**Requirements**: Update the entries from the start through the line containing "Provide the mask" so that "car windshield" reads "truck windshield", with nothing else changed.

**Listed records**:
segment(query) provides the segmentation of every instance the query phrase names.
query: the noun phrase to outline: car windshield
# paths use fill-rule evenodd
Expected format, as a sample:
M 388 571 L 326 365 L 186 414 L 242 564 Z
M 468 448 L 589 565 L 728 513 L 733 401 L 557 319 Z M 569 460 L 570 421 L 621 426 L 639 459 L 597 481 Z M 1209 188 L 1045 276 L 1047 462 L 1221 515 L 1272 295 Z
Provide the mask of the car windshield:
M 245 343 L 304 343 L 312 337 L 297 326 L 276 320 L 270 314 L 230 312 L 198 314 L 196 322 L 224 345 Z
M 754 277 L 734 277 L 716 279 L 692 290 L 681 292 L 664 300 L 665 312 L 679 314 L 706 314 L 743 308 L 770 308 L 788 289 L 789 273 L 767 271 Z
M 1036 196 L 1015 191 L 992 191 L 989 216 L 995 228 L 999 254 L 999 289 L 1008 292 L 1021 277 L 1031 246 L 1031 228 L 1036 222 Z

**Exercise solution**:
segment(query) provides the segmentation of every instance the query phrase names.
query: the noun phrase to outline: truck windshield
# paths use fill-rule evenodd
Expected format, as a sample:
M 388 571 L 326 365 L 186 414 L 242 564 Z
M 468 448 L 589 565 L 728 513 L 733 401 L 557 319 Z M 569 460 L 570 421 L 621 426 L 639 459 L 597 481 Z M 1209 188 L 1045 276 L 1047 462 L 1221 515 L 1272 295 Z
Provide the mask of the truck windshield:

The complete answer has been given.